***** PROVIDED DATA

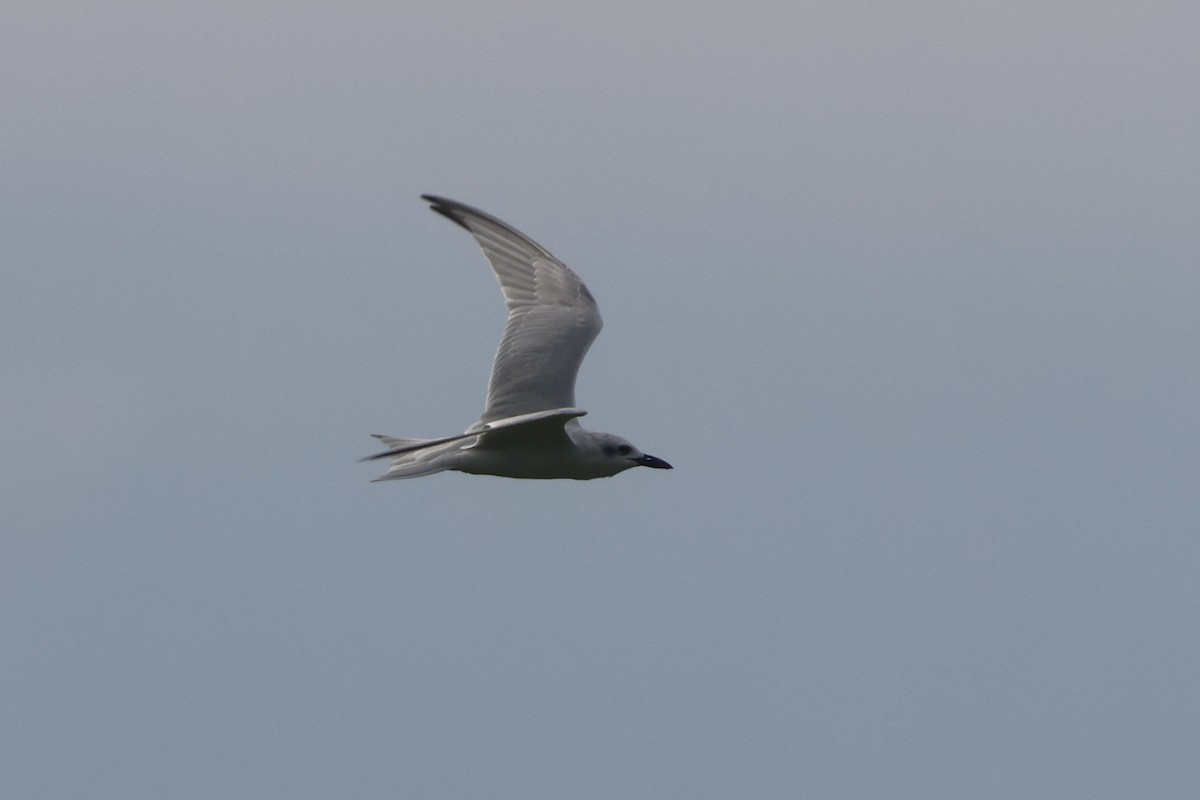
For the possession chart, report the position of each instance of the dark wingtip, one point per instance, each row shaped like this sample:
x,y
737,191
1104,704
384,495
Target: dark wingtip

**********

Could you reproduce the entries verbatim, leaving out all pictures?

• _ANSWER TO THE EXERCISE_:
For the possession chart, report the position of each instance of the dark wingtip, one point per instance, each row shaped like this sample:
x,y
737,191
1104,704
384,495
Target: dark wingtip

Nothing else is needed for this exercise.